Stated task: Carry on the write-up below about radix-partitioned hash joins and per-thread heaps, picking up right after its final sentence.

Passage provided:
----------------------------------------

Radix-Partitioned Hash Join
Hash joins use adaptive radix partitioning to ensure each partition's hash table fits in L2 cache. The number of radix bits adapts between RAY_JOIN_MIN_RADIX (2, producing 4 partitions) and RAY_JOIN_MAX_RADIX (14, producing 16K partitions) based on input size, targeting a per-partition working set of RAY_JOIN_L2_TARGET (256 KB).
The join pipeline:
- Partition — Radix-partition both inputs by hash key bits
- Build — Build per-partition hash tables (each fits in L2)
- Probe — Probe partitions in parallel across worker threads
Per-Thread Heaps
Each worker thread has its own heap (heap_id in the ray_t header). Vectors allocated during parallel execution are tagged with their owning heap. Cross-heap frees are deferred to a lock-free LIFO and reclaimed when the owning heap flushes. See Memory Model for details.

----------------------------------------

Records shown:

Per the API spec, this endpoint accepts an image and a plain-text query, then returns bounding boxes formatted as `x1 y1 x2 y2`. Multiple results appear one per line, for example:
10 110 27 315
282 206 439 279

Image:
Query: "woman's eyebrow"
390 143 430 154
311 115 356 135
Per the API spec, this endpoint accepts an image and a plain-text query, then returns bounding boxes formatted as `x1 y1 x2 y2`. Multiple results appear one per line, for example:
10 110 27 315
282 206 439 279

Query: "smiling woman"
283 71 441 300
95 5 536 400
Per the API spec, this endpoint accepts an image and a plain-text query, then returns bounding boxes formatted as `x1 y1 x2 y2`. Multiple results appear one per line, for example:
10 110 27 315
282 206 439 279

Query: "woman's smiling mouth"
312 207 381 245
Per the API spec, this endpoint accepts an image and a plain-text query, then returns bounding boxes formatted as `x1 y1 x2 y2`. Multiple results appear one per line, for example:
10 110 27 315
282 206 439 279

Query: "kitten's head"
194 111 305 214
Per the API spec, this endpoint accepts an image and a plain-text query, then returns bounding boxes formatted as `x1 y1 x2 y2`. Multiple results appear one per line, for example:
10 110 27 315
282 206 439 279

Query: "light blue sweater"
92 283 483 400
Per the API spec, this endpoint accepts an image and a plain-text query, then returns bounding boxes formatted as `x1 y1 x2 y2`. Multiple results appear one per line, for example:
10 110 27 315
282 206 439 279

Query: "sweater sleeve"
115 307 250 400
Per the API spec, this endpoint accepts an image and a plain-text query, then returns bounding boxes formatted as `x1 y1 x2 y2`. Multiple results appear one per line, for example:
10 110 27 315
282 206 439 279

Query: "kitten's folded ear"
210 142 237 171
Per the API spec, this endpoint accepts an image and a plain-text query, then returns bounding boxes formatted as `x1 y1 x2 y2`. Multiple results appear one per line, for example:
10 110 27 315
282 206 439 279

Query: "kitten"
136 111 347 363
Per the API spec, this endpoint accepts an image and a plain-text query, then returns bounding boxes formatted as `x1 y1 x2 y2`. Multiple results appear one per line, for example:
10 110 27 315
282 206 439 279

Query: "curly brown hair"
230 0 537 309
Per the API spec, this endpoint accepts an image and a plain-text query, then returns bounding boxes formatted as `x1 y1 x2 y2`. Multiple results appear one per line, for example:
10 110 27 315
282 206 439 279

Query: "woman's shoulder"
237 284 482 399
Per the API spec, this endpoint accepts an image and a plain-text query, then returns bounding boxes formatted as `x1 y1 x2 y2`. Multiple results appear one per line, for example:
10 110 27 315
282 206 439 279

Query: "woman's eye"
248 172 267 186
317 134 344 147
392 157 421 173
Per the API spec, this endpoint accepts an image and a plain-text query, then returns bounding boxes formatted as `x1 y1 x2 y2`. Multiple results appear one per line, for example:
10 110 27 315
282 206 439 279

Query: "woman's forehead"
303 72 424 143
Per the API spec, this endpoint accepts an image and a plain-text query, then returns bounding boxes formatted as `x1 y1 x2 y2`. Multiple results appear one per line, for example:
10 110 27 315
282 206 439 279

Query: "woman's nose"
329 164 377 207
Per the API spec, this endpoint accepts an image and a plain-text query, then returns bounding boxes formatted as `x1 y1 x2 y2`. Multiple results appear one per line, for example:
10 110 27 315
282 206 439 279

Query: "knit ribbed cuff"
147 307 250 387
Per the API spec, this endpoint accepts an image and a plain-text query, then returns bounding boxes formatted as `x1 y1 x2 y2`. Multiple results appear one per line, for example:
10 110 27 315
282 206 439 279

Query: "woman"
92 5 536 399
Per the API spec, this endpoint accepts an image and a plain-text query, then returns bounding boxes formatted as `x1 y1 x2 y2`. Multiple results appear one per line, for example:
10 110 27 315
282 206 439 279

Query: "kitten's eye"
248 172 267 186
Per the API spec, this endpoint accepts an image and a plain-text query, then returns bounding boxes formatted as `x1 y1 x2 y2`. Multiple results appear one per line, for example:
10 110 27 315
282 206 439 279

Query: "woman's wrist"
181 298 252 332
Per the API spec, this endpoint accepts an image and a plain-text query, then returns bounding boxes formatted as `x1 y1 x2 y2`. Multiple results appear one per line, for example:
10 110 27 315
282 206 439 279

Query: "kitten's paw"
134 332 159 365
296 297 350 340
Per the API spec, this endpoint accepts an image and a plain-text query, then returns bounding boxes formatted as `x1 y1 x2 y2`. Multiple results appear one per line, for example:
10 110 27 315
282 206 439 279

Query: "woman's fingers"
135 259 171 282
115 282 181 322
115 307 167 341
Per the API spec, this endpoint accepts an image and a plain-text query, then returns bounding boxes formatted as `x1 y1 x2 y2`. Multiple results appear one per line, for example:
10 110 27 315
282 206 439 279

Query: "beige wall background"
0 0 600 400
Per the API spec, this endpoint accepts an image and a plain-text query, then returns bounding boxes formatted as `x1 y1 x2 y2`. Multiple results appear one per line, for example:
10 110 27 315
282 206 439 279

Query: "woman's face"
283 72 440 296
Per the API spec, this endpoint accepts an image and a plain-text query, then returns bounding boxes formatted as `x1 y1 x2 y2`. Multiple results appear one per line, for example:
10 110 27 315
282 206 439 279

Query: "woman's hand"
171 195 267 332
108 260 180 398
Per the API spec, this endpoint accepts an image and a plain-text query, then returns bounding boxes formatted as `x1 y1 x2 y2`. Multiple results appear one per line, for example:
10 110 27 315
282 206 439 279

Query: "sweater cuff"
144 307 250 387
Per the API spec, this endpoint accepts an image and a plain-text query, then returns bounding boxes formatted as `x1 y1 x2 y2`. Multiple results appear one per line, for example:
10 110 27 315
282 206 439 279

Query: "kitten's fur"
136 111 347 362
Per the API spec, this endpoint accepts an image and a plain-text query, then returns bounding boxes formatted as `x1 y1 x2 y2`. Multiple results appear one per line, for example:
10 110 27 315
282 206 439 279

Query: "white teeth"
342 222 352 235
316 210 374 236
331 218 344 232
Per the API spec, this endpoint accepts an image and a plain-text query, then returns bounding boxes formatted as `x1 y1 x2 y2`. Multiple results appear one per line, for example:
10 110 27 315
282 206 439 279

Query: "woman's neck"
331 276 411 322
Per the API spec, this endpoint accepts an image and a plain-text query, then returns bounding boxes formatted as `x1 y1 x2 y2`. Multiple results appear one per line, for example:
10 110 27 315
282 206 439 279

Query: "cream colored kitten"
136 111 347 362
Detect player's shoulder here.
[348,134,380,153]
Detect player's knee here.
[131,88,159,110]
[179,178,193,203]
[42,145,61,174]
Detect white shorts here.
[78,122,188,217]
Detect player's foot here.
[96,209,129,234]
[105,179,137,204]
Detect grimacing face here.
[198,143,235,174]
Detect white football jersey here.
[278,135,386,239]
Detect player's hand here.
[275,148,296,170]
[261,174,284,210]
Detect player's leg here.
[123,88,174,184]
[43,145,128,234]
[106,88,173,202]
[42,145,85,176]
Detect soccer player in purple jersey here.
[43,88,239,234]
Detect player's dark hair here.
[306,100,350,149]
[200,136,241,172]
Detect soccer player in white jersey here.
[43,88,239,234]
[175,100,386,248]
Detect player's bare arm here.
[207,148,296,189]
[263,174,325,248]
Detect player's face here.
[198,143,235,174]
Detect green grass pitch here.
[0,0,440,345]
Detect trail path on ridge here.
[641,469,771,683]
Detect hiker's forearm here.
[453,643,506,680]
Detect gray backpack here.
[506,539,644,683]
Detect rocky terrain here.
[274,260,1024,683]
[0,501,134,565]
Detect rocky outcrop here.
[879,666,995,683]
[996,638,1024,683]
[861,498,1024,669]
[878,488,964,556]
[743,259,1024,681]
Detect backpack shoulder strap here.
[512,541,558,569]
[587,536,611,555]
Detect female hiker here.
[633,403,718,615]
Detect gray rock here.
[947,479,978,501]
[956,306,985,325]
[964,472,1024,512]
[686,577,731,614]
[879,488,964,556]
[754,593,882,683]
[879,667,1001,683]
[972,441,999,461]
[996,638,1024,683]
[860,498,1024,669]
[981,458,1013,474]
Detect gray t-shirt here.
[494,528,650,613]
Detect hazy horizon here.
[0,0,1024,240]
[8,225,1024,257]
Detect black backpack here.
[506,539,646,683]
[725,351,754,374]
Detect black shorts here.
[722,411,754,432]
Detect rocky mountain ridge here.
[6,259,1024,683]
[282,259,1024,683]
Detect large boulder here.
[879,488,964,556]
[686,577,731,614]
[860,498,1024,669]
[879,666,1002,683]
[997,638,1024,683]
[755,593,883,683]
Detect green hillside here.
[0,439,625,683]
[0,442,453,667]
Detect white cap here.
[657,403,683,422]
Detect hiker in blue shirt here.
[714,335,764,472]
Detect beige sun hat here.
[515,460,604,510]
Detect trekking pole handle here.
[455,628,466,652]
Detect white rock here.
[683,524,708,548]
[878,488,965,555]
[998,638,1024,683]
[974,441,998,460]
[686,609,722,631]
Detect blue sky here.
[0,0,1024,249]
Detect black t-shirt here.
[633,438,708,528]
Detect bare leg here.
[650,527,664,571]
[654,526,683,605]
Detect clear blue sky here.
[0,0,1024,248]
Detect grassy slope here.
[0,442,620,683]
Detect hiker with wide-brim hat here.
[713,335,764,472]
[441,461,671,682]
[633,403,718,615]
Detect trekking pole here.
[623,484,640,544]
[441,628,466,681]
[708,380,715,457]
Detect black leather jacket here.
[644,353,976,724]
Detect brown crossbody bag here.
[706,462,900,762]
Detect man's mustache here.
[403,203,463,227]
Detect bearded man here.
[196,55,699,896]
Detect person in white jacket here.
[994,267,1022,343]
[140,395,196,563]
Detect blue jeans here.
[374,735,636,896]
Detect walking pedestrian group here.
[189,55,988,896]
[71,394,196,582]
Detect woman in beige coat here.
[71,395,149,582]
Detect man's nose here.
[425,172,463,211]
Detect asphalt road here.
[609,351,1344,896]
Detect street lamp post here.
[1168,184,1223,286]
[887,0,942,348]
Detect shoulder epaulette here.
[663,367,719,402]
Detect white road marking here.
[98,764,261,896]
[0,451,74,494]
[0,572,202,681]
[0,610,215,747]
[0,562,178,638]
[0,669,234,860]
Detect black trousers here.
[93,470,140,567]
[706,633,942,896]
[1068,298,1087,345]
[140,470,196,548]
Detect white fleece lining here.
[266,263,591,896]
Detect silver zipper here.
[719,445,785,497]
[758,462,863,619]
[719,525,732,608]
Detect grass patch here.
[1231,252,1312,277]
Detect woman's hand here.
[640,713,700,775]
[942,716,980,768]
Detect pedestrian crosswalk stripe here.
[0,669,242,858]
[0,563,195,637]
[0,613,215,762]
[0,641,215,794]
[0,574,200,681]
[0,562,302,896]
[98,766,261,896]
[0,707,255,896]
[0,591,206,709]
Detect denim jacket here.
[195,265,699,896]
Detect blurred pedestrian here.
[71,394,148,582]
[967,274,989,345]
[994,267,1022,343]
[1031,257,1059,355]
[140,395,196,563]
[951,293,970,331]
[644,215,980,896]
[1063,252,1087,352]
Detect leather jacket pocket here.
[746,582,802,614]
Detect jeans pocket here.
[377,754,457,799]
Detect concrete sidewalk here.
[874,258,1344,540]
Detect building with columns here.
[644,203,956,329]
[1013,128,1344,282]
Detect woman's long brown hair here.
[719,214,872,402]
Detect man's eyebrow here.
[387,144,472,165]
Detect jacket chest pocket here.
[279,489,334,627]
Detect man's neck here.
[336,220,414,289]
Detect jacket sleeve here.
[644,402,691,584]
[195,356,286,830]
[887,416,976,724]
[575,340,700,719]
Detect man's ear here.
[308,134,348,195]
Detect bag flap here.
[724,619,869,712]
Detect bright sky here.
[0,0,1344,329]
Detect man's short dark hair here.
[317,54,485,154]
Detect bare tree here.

----------------------------------------

The output:
Full Pipeline Example
A complete example showing all three phases for a filtered aggregation query:
/* Table: trades with columns price (F64), qty (I64), sym (SYM) */
ray_graph_t* g = ray_graph_new(trades);
/* Phase 1: Build DAG */
ray_op_t* price = ray_scan(g, "price");
ray_op_t* qty = ray_scan(g, "qty");
ray_op_t* sym = ray_scan(g, "sym");
/* Compute notional = price * qty */
ray_op_t* notional = ray_mul(g, price, qty);
/* Filter: price > 50.0 */
ray_op_t* pred = ray_gt(g, price, ray_const_f64(g, 50.0));
ray_op_t* filt = ray_filter(g, notional, pred);
/* Group by sym, sum notional */
ray_op_t* keys[] = {sym};
uint16_t agg_ops[] = {OP_SUM};
ray_op_t* agg_ins[] = {filt};
ray_op_t* grouped = ray_group(g, keys, 1, agg_ops, agg_ins, 1);
/* Phase 2+3: Optimize and execute */
ray_t* result = ray_execute(g, grouped);
/*
* What the optimizer does:
* 1. Type inference: price=F64, qty=I64, notional=F64, pred=BOOL
* 2. Constant folding: const 50.0 stays (already constant)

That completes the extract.